### Tasks
1 - In the forum thread about grilling onions, what is placed in the center of the sliced onion before it goes into the foil?
2 - Write the next post in the forum thread about grilling onions, picking up after its last post.

# Onions on the grill



## Baha Bulldog (Feb 3, 2008)

Here's something I picked up while at a friends house in Ochlocknee Ga. Take a sweet onion slice it into 1/4's place a beef boulion cube in the center of the onion.Wrap the onion in foil cook on the grill or in the oven for 30 min or until soft. I am telling you this is some more kind of good. It was so good I modified the recipe by using a baking bag adding onions,taters, garlick and carrots pouron alittle olive oil andthree table spoonfulls ofbeef boulion sprinkels (you can find them by the boulion cubes).Cook for 30 to 40 min.This stuff is some more kind of good for sure.

Try the onions first then try the works.

:letsdrink


----------



## croakerchoker (Oct 1, 2007)

i do it all the time, its great. i put a few tabs of butter on mine before the boullion.


----------



## Baha Bulldog (Feb 3, 2008)

I had never seen this before, but it is great. I wish I had known about it sooner. It is a perfect side dish for steak or seafood with not much clean up.

### Excerpted data
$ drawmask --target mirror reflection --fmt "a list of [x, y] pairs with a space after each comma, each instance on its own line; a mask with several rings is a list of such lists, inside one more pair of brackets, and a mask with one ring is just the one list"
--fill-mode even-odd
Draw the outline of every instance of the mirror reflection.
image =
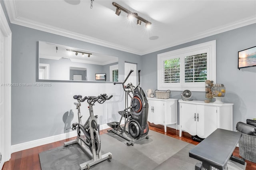
[[38, 79], [118, 81], [118, 57], [39, 42]]

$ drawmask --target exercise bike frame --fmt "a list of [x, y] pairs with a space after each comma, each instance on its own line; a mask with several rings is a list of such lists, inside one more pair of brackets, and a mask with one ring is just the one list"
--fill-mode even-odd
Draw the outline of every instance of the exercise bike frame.
[[[73, 144], [77, 143], [83, 151], [86, 152], [92, 159], [84, 163], [80, 164], [81, 169], [89, 169], [90, 167], [96, 164], [104, 161], [106, 159], [110, 159], [112, 158], [112, 154], [110, 152], [103, 155], [101, 154], [100, 137], [99, 134], [99, 128], [97, 122], [98, 116], [94, 116], [93, 106], [97, 101], [100, 104], [104, 103], [106, 100], [109, 100], [113, 96], [108, 97], [106, 94], [101, 95], [97, 97], [90, 96], [85, 97], [82, 99], [81, 95], [75, 95], [74, 99], [76, 99], [78, 103], [74, 103], [78, 109], [78, 123], [74, 123], [72, 125], [72, 129], [77, 129], [77, 136], [76, 139], [64, 143], [64, 146], [67, 146]], [[82, 123], [81, 115], [80, 111], [81, 103], [87, 100], [89, 104], [90, 116], [84, 125]], [[82, 131], [86, 138], [84, 139], [80, 136], [81, 131]], [[85, 139], [85, 140], [84, 140]], [[96, 141], [96, 140], [97, 140]], [[96, 142], [97, 143], [96, 143]]]

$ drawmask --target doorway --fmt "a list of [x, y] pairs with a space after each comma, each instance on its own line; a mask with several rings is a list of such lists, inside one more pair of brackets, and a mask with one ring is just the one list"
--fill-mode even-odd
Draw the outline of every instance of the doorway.
[[0, 169], [11, 157], [12, 32], [0, 5]]

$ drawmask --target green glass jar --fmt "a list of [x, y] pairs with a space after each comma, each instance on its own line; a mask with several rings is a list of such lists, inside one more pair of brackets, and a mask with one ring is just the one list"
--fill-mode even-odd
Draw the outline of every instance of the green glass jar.
[[224, 97], [226, 94], [226, 87], [223, 84], [215, 84], [212, 87], [212, 96]]

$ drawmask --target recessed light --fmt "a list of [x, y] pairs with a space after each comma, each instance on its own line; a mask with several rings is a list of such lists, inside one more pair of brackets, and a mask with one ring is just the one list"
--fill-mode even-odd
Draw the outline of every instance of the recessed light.
[[152, 36], [149, 38], [149, 40], [154, 40], [158, 39], [159, 38], [159, 37], [158, 36]]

### Numbered answers
1 - A beef bouillon cube.

2 -
----------



## BuckWild (Oct 2, 2007)

> *croakerchoker (10/13/2008)*i do it all the time, its great. i put a few tabs of butter on mine before the boullion.


Ditto!:withstupid


----------



## jigslinger (Sep 30, 2007)

the boullion sounds good. I usually just use butter, soy sauce, a dash of worchester, and some Tony C's. Good stuff!


----------



## Ithaca37 (Nov 23, 2007)

> *Baha Bulldog (10/13/2008)*Here's something I picked up while at a friends house in Ochlocknee Ga. Take a sweet onion slice it into 1/4's place a beef boulion cube in the center of the onion.Wrap the onion in foil cook on the grill or in the oven for 30 min or until soft. I am telling you this is some more kind of good. It was so good I modified the recipe by using a baking bag adding onions,taters, garlick and carrots pouron alittle olive oil andthree table spoonfulls ofbeef boulion sprinkels (you can find them by the boulion cubes).Cook for 30 to 40 min.This stuff is some more kind of good for sure.
> 
> 
> 
> ...




I tried this recipe tonight, and DAMN it was good! I would suggest using one onion per two people.


----------



## xl883lo (Oct 24, 2007)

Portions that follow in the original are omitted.